---- RECORDED INFORMATION

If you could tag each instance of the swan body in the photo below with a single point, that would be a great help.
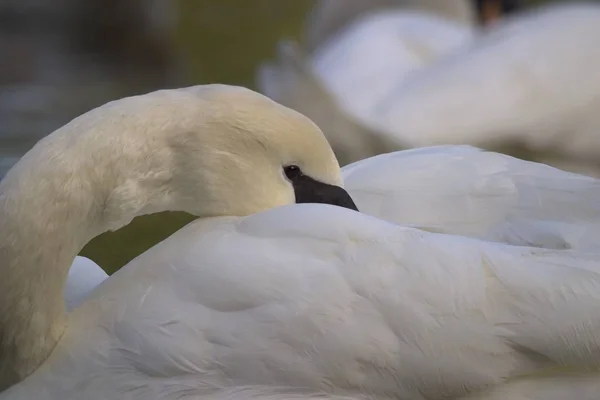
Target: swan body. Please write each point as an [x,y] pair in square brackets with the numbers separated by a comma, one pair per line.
[359,307]
[390,42]
[84,275]
[194,149]
[532,84]
[467,191]
[330,17]
[388,46]
[260,295]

--------

## EXERCISE INSTRUCTIONS
Rewrite the material above with every "swan body" swapped for "bird body" and nothing else altered. Omit the pictures from your answer.

## SOLUTION
If you could tag each instance of the bird body in the photo below with a single point, that would be a great help.
Target: bird body. Please write each point as an [x,y] pair in square brackets with the numbers separated by a comma, one pair per line.
[359,307]
[390,42]
[84,275]
[194,149]
[532,84]
[467,191]
[330,17]
[388,46]
[260,295]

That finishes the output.